*Listed records*.
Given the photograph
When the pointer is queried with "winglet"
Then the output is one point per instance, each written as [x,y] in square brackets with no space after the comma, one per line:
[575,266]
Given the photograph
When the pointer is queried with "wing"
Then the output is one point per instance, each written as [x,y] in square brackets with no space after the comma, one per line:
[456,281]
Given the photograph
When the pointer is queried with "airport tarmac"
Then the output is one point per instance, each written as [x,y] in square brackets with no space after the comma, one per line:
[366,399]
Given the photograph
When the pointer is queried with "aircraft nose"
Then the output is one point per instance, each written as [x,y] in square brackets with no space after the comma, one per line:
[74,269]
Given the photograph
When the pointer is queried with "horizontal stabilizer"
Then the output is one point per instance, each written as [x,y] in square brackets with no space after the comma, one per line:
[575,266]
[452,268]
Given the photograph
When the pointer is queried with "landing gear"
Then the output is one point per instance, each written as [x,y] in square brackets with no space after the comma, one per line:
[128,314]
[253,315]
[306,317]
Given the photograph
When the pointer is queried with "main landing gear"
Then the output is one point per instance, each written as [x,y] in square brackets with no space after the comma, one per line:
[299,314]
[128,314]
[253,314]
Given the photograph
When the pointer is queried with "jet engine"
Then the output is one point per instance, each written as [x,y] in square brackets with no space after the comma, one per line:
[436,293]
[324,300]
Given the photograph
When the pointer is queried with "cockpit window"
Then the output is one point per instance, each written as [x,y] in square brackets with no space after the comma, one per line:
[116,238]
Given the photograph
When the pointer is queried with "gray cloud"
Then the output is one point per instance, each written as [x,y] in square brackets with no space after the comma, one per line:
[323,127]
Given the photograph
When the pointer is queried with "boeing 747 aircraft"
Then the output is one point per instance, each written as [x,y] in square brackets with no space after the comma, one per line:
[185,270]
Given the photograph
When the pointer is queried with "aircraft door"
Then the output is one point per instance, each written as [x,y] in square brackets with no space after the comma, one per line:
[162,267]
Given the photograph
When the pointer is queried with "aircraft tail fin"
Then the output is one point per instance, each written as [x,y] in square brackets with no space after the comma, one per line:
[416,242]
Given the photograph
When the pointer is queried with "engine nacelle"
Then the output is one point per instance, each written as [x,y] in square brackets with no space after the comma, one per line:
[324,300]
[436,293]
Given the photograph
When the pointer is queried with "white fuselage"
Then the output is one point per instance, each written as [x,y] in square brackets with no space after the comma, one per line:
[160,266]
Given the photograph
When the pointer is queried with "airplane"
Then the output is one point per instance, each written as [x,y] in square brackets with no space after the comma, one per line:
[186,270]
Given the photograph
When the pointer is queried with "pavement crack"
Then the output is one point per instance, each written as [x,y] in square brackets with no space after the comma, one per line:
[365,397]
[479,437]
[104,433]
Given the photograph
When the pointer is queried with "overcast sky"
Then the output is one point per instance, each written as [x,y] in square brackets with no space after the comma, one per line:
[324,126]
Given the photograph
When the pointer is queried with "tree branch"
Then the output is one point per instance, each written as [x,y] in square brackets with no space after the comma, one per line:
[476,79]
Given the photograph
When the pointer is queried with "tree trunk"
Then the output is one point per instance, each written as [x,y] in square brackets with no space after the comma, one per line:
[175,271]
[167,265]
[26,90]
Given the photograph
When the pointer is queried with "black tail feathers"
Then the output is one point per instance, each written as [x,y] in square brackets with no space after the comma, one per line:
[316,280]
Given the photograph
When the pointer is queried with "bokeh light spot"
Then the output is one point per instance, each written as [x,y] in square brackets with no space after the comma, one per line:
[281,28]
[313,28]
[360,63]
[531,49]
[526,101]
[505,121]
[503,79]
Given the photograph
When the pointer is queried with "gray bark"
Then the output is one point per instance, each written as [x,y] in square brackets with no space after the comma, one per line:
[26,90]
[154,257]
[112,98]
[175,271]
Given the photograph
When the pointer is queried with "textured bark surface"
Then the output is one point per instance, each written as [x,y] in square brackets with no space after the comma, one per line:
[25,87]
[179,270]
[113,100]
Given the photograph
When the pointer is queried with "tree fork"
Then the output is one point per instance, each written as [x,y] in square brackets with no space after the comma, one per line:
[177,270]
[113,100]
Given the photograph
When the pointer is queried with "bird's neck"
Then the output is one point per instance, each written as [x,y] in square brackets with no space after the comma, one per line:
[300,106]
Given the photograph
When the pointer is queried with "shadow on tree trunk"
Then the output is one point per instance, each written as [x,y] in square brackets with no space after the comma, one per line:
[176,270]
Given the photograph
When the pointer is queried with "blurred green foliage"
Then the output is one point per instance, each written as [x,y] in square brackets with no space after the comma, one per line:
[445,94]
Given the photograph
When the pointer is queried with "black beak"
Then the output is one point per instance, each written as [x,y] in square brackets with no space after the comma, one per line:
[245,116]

*The exercise*. The entries above must be returned in full, exactly as shown.

*Output*.
Given the photograph
When the pointer is queried with "winglet"
Then the output is one point per instance, each written as [x,y] in square brackets with no space after the comma, one per line:
[575,266]
Given the photograph
When the pointer is queried with "wing"
Then the output is one point per instance, each written as [x,y] in square brackets with no space after the comma, one per line:
[456,281]
Given the photograph
When the pointer is queried with "airport tarmac"
Then the output is one point per instance, each written as [x,y] in square brackets with no space after the comma, one per line:
[366,399]
Given the photograph
When the pointer is queried with "aircraft nose"
Then the output is one point per instance, each written as [x,y] in square brackets with no space after the comma, one per line:
[74,269]
Given the photograph
When the pointer is queried with "horizontal stabilizer"
Then the output is one point per instance, each written as [x,y] in square brackets with no space after the comma, one per line:
[575,266]
[452,268]
Given the photograph
When the pointer is queried with "landing gear"
Then the output is one point per instance, each written as [x,y] in square brackets with no space after the comma, one per line:
[128,314]
[253,315]
[306,317]
Given the photograph
When the pointer is queried with "main landing gear"
Then the output is one point per instance, each written as [x,y] in square brackets with no space after the comma, one per line:
[299,314]
[128,314]
[253,314]
Given the photograph
When the pointer is queried with "jet engine"
Then the output is one point per instance, each written as [x,y] in square brackets with no space after the comma, one per line:
[436,293]
[324,300]
Given the photograph
When the pointer is queried with "cockpit window"
Then the output is one point per instance, each written as [x,y] in square brackets with no space after the comma, one per line:
[116,238]
Given the photograph
When the pointer is queried with "gray cloud"
Then the output is one point per instance, each written as [x,y] in square brackets with no space after the comma, one per line:
[323,127]
Given the photograph
When the pointer is queried with "boeing 747 aircraft"
Then the output is one point per instance, each written as [x,y] in square brackets with no space after the comma, one per line:
[185,270]
Given the photograph
When the pointer is queried with "aircraft door"
Then the output is one point per instance, each written as [x,y] in square brackets with no space after the comma, one per line:
[162,267]
Given the photograph
When the pointer is queried with "aircraft tail fin"
Then the output is one point per instance, each written as [x,y] in square brackets with no space after the comma, one per line:
[416,242]
Given the photograph
When the pointer is queried with "engine nacelle"
Then the output is one point per instance, each written as [x,y] in square brackets with no space after the comma, one per line:
[324,300]
[436,293]
Given the photograph
When the pointer is queried with "white fuselage"
Then the output is one point per instance, each written as [x,y] in square brackets with no space after the comma, one per line:
[160,266]
Given the photograph
When the pointer is queried with "airplane"
Then the output is one point per instance, each written as [x,y] in square brackets with no space after the comma, one per line:
[186,270]
Given the photograph
When the pointer is queried with "pavement crack"
Then the output is one point per instance, each written as [x,y] in square brackets with no space after the comma, one per line:
[365,397]
[479,437]
[104,433]
Given the photograph
When the pointer is queried with "overcast sky"
Then the output is one point per instance, each written as [x,y] in square brackets with no space after the comma, one per line:
[324,126]
Given the photograph
When the pointer is queried with "tree branch"
Then the output is one point per instance, each written as [x,y] in square brackets with no space after the comma, one per line:
[476,79]
Given the photograph
When the pointer is queried with "tree trunk"
Then the output is one point per instance, each written as [x,y] in square brackets with no space after the comma, one per line:
[175,271]
[167,265]
[26,90]
Given the photograph
When the pointer is queried with "black tail feathers"
Then the output is one point per instance, each written as [x,y] in square brackets with no space after the comma, one per line:
[316,280]
Given the photograph
When the pointer is queried with "bokeh light spot"
Then the output is one point per instance, each written as [x,y] in square brackets with no space after the comma, one per line:
[281,28]
[313,28]
[360,63]
[531,49]
[526,101]
[505,121]
[503,79]
Given the photograph
When the pointer is queried with "gray bark"
Then the output is one point per instance, each written as [x,y] in square brackets with no space after the comma, one per line:
[26,90]
[154,257]
[112,98]
[175,271]
Given the photograph
When the pointer is queried with "textured bark surface"
Then the output is one point per instance, each written as [x,y] in square brackets with no space after the comma, one per line:
[25,87]
[179,270]
[113,100]
Given the photograph
When the pointer is queried with "tree fork"
Then the output is one point per instance, each written as [x,y] in square brackets with no space after the comma, one per line:
[177,270]
[113,100]
Given the photograph
When the pointer is queried with "bird's neck"
Then the output is one point per instance, each written as [x,y] in square brackets with no space after the comma, one per line:
[300,106]
Given the photograph
When the pointer is queried with "shadow on tree trunk"
Then the output is one point per instance, each written as [x,y] in square brackets with no space after the comma, one per line:
[176,270]
Given the photograph
When the pointer is queried with "blurred green foliage"
Then the output is one point per instance, each written as [x,y] in square brackets with no space after the comma, one per line:
[445,94]
Given the photograph
When the pointer is queried with "black beak"
Then the output is one point per instance, each written as [x,y] in square brackets with no space after the comma, one per line:
[245,116]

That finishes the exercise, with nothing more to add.